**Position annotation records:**
-- start --
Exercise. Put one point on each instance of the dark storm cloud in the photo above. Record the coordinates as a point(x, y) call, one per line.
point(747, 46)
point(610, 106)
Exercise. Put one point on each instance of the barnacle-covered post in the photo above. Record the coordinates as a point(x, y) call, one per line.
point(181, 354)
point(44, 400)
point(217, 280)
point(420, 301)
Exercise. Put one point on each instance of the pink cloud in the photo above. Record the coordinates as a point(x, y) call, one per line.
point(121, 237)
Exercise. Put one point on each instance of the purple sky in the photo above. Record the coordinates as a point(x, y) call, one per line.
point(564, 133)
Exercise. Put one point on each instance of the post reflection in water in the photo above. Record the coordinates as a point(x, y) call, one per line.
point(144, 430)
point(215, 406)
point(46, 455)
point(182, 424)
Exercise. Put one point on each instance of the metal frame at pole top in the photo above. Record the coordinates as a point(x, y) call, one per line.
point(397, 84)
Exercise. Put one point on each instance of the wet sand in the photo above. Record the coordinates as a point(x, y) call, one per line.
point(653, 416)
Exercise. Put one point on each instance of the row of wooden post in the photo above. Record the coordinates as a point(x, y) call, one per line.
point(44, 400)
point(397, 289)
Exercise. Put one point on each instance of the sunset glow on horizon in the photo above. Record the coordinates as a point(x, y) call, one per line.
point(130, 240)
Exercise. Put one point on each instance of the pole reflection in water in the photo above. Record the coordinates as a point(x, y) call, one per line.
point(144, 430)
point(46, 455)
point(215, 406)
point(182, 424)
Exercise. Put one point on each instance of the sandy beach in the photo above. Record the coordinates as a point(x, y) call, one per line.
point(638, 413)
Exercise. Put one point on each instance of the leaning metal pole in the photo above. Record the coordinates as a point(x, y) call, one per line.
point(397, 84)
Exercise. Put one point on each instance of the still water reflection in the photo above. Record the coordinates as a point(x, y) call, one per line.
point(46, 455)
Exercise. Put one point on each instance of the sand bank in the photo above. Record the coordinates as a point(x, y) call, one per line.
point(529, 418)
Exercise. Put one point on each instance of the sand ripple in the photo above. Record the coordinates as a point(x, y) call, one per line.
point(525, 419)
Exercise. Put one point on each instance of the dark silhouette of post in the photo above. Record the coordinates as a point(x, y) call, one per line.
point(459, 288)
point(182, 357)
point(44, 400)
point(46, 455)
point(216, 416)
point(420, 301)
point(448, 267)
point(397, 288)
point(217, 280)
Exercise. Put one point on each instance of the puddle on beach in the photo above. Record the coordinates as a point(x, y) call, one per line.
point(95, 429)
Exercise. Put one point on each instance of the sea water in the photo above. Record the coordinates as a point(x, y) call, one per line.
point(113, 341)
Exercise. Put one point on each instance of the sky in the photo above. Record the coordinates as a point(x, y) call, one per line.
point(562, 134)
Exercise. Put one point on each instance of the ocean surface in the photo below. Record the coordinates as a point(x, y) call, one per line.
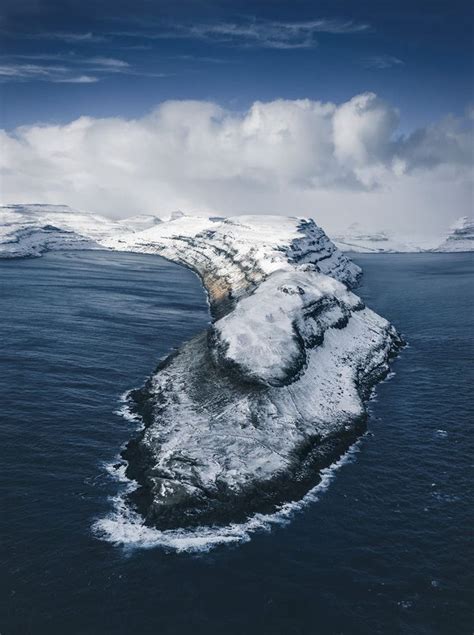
point(382, 546)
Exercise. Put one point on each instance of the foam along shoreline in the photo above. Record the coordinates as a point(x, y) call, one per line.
point(244, 417)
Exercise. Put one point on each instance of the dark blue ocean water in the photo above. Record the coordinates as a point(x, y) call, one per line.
point(385, 550)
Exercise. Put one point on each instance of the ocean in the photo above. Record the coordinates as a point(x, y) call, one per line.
point(381, 546)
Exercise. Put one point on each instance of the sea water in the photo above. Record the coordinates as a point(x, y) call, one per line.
point(382, 545)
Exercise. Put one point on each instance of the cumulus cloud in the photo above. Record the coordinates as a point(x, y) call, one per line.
point(333, 161)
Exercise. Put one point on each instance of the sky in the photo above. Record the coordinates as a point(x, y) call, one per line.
point(345, 111)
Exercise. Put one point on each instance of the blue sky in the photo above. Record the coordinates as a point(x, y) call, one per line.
point(344, 111)
point(63, 59)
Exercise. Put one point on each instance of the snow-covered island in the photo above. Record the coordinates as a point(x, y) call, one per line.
point(245, 415)
point(356, 239)
point(460, 237)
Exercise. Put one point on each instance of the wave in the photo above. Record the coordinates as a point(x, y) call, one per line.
point(125, 528)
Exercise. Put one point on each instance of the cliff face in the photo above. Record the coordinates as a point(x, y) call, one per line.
point(243, 417)
point(460, 238)
point(233, 255)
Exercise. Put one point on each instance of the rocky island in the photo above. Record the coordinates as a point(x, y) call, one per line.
point(243, 417)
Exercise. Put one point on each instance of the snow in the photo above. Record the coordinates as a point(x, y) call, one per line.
point(460, 237)
point(356, 239)
point(244, 415)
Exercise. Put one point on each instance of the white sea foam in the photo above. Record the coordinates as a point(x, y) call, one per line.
point(124, 410)
point(125, 528)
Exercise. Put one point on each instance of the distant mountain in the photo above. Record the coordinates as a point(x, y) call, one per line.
point(460, 237)
point(359, 240)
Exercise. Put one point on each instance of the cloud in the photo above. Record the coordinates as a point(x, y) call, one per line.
point(382, 62)
point(338, 162)
point(71, 37)
point(68, 68)
point(79, 79)
point(253, 32)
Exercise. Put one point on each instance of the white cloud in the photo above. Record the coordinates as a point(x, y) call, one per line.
point(382, 62)
point(79, 79)
point(336, 162)
point(250, 32)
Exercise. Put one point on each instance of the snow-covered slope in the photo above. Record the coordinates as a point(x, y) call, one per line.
point(460, 237)
point(30, 230)
point(233, 255)
point(244, 416)
point(357, 240)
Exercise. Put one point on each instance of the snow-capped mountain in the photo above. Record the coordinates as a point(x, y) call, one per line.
point(460, 237)
point(30, 230)
point(243, 416)
point(358, 240)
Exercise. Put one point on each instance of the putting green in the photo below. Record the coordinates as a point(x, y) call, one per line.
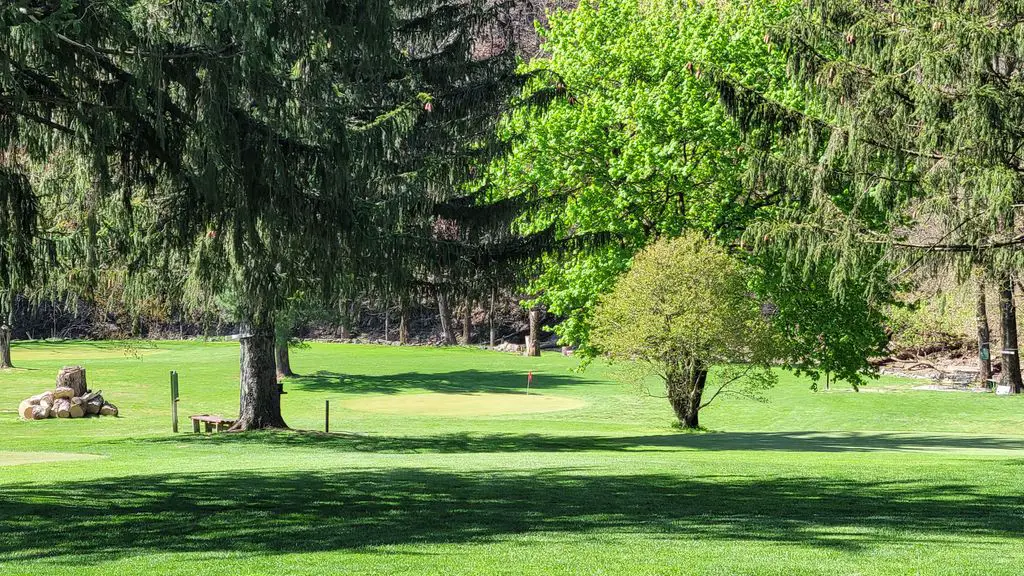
point(15, 458)
point(468, 404)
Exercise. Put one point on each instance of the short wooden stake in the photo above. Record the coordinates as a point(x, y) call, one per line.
point(174, 401)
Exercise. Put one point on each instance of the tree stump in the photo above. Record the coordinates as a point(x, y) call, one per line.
point(74, 378)
point(61, 408)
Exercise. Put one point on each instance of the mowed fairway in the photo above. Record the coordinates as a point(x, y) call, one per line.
point(833, 483)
-- end --
**Goal:**
Edit the rows starting at the one that contains "Exercise. Put one point on each instance of the leaning" and ending at the one that contains "point(381, 546)", replacing "Record the coordinates" with "Write the coordinates" and leaving everything else unchanged. Leave the pictures out of your answer.

**Solution to this exercise:**
Exercise. Put one point on each instance of the leaning metal pole in the photo above. Write the coordinates as a point(x, y) call, one per line.
point(397, 84)
Exercise. Put one point on each instance of the still water reflection in the photo above. Write the coordinates as a point(x, y) call, one per line.
point(46, 455)
Exercise. Put one point on each instance of the sand bank in the photo above. Write the coordinates as a point(x, y) call, one per line.
point(529, 418)
Exercise. Put one point on each instance of the sand ripple in the photo above. Write the coordinates as a point(x, y) call, one per line.
point(525, 419)
Exercise. Put one point on each instance of the dark silhouette of post in the photo above. Write the coordinates as a point(x, y) call, one per line.
point(459, 288)
point(182, 357)
point(44, 400)
point(46, 455)
point(216, 416)
point(420, 301)
point(448, 267)
point(397, 288)
point(217, 280)
Exercise. Put one point on each instance of the puddle on beach in the photo above. Write the coordinates as a point(x, y) call, one per line.
point(95, 429)
Exercise. Put one point on each instance of the sea water in the photo above. Write the coordinates as a point(x, y) call, one per line.
point(113, 341)
Exercise. Put one point on each instance of the sky in the photo above. Write the coordinates as a point(x, y) call, one per line.
point(562, 134)
Exercise. Put one point on each instance of the ocean surface in the photo below. Write the coordinates as a point(x, y) call, one per line.
point(382, 546)
Exercise. Put one point on each instance of the foam along shoreline in the photo above. Write the coordinates as a point(x, y) call, one per line.
point(244, 417)
Exercise. Put one point on each instance of the dark blue ocean water in the photo above. Write the coordinates as a point(x, y) call, one per line.
point(385, 550)
Exercise. Put one point on each instance of the ocean in the photo above. Write the coordinates as a point(x, y) call, one per line.
point(381, 546)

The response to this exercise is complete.